-------- Page extract --------

# Tag Archives: asymptotics

## An asymptotic property of the divisor counting function

Let $\tau(n)$ be the number of positive divisors of the positive integer $n$ and let $\phi(n)$ be Euler’s function. Then it is easily seen that

$\phi(n)+\tau(n)\le n+1$

for each $n$. So

$\displaystyle\frac{\phi(n)}{n}+\frac{\tau(n)}{n}\le 1+\frac 1n$

holds for all $n$.

$\displaystyle\limsup_{n\to\infty}\frac{\phi(n)}{n}=\lim_{n\to\infty}\frac{n-1}{n}=1$.

So it follows that

$\displaystyle\limsup_{n\to\infty}\frac{\tau(n)}{n}=0$.

Therefore, by the sandwich theorem,

$\displaystyle\lim_{n\to\infty}\frac{\tau(n)}{n}=0$,

i.e., $\tau(n)=o(n)$ as $n\to\infty$. In layman’s terms, this is saying that the number of divisors of $n$ is small compared to $n$ when $n$ is large. The following plot of $\tau(n)/n$ against $n$ for $1\le n\le 500$ captures this nicely.

So this means, for example, that there are only finitely many positive integers $n$ with more than $n/2015$ divisors, which I think is pretty neat!

Filed under Number theory

## A nice result on arithmetic progressions

Let $\mathbb N_0$ denote the set of the non-negative integers. For a subset $S\subseteq\mathbb N_0$, we can define the ‘counting function’

$\pi_S(x):=|\{n\in\mathbb N_0\cap S:n\le x\}|$

i.e. $\pi_S(x)$ is the number of elements in $S$ that are at most $x$. Then we can define the (asymptotic) density of $S$ as

$\displaystyle \delta(S):=\lim_{x\to\infty}\frac{\pi_S(x)}{x}$

when this limit exists.

For example, the set of the even (resp. odd) numbers has density $1/2$. More generally, any arithmetic progression $a+d\mathbb N_0:=\{a+dn:n\in\mathbb N_0\}$ has density $1/d$. Another example is the set of prime numbers, which has density $0$ by the prime number theorem. From this it also follows that the set of composite numbers has density $1$.

Theorem. If a finite union of arithmetic progressions of positive integers has density $1$, then it contains all sufficiently large positive integers.

-------- Available data --------

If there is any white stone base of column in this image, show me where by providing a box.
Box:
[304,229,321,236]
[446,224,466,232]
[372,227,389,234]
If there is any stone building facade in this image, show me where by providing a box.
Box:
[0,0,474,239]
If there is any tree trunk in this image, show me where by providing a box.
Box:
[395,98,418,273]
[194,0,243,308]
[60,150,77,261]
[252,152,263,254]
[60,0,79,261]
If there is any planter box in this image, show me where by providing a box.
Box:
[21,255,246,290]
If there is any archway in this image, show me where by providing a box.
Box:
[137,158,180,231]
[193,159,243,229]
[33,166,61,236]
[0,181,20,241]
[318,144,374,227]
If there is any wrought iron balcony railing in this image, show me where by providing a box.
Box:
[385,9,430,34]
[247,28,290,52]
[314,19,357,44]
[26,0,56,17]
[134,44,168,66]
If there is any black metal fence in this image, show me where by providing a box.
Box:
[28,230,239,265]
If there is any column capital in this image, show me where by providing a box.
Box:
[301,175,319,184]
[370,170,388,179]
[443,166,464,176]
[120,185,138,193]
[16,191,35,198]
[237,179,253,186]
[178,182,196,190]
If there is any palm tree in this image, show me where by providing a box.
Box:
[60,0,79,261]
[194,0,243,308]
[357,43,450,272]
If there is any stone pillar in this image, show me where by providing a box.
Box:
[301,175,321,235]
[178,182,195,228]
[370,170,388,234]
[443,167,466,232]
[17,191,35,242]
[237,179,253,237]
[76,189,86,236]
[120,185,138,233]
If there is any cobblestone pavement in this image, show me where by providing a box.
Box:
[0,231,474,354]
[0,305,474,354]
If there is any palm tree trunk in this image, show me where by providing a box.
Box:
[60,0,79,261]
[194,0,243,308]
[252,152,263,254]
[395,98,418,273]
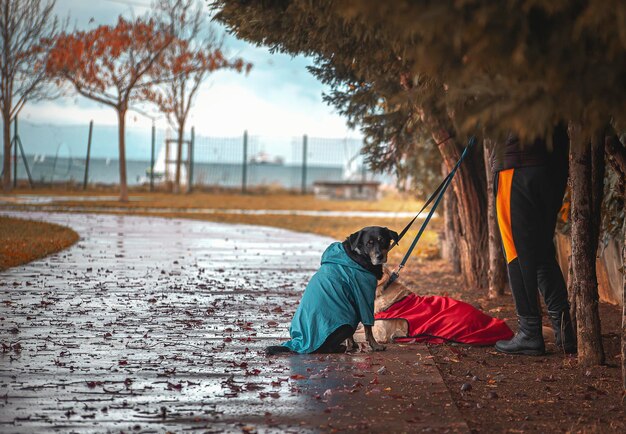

--------

Written task 1:
Translate this sentence from the number theory post into Spanish: "For example, the set of the even (resp. odd) numbers has density $1/2$."
Written task 2:
Return the listing lines from the line with "If there is any wrought" to the line with "[178,182,196,190]", both ends included, unchanged.

Right answer 1:
Por ejemplo, el conjunto de los números pares (resp. impares) tiene densidad $1/2$.

Right answer 2:
If there is any wrought iron balcony railing in this image, show me where by providing a box.
Box:
[385,9,430,34]
[247,28,290,52]
[314,19,357,44]
[26,0,56,17]
[134,44,168,66]
If there is any black metal fence in this image, show me where by providing a box.
Box:
[28,230,239,265]
If there is any column capital in this image, show me where by providing a box.
Box:
[301,175,319,184]
[370,170,388,179]
[443,166,464,176]
[120,185,138,193]
[16,191,35,198]
[237,179,253,186]
[178,182,196,190]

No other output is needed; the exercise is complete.